**TASK STATEMENT:** Copy word for word the lines of the listing below, from the line with "Would you mind pointing out the green umbrella" through the last line of the listing, including both.

(Position identification records)
-=-=-

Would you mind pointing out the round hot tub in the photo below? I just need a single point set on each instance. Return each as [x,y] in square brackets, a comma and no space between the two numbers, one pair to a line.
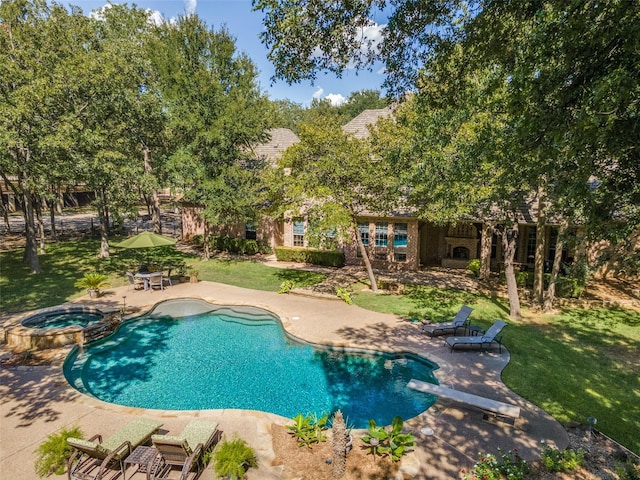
[54,327]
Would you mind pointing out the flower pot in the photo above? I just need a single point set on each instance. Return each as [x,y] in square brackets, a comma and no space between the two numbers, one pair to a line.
[349,445]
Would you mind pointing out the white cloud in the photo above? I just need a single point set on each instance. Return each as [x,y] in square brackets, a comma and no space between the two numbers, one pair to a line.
[336,99]
[190,6]
[155,17]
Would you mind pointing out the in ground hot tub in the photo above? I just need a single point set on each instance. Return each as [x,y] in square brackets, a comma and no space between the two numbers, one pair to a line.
[55,327]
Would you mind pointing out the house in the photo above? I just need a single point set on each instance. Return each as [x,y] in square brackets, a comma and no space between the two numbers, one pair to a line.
[398,241]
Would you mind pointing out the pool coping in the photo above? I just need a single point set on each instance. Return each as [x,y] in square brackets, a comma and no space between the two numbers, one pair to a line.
[459,433]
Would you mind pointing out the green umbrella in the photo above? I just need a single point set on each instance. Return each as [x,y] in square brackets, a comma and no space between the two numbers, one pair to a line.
[146,240]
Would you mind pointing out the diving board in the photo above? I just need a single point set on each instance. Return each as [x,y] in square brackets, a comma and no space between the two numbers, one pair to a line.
[483,403]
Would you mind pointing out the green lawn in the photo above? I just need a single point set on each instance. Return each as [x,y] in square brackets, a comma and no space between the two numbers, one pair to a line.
[575,365]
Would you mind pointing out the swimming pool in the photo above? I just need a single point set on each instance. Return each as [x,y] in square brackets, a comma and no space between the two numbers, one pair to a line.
[52,327]
[215,357]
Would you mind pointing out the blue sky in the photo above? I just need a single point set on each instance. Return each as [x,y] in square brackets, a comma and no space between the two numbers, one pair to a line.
[245,25]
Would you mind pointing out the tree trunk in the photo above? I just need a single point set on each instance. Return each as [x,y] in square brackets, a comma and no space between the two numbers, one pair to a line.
[155,200]
[485,250]
[103,217]
[538,267]
[5,209]
[550,295]
[365,258]
[52,219]
[509,242]
[40,223]
[206,248]
[31,250]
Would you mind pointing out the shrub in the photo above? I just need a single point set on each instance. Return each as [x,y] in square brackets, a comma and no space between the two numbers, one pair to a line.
[233,458]
[329,258]
[308,430]
[53,454]
[628,471]
[509,465]
[391,442]
[562,460]
[344,294]
[286,286]
[474,267]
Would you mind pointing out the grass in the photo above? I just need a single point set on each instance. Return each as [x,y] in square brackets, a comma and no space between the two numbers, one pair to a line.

-=-=-

**WORKED ANSWER:**
Would you mind pointing out the green umbrella in the photo above? I just need a single point set on each instance. Return each as [x,y] in square brackets, a comma and no space between the two numbers, one pair to a line.
[146,240]
Would you mind pointing out the diving board in the photo above? I just need a single point set on each instance. Return each as [x,y] in square brackets, a comma and no space between the two numbers, one pair to a line.
[483,403]
Would you mind pointing out the green lawn in the photo above? I just need a single point set on each instance. Return each as [x,y] in square brackets, a comma and no space between the two numbers, one pair to a line.
[575,365]
Would you mind pointing out the swimming pool in the photo above? I just need a single point set on each instance. Return each as [x,y] in square brackets, a comma and no space between the two numbers, one pair to a line.
[52,327]
[215,357]
Would you mind pointing out the blue sky in the photo above? I just need a single point set on each instance. Return each as [x,y] in square brackets, a comma and no space between the two numbers, one pair to a line.
[245,25]
Would you mind pointing out the tree trunk in the photo above? I just need a single point set on each instance. Return each as [x,y] in square brackets, a comma and no space between the two numbers, one pair to a line.
[155,200]
[485,250]
[103,217]
[538,267]
[5,209]
[550,295]
[365,258]
[52,219]
[509,242]
[40,223]
[206,248]
[31,250]
Would you mind pointing out the shrub in the photo above? I just need a single point set on each instance. Return each as [x,y] in square brackets, a comma and no space between the two numbers, one pair to a line.
[233,458]
[329,258]
[308,430]
[53,454]
[628,471]
[509,465]
[391,442]
[562,460]
[344,294]
[286,286]
[474,267]
Would you mind pointing out the grass in the photo above? I just need a single point set on each instance. Return each as [x,y] in square brackets, a comma and no space between the two numbers, one pair to a line.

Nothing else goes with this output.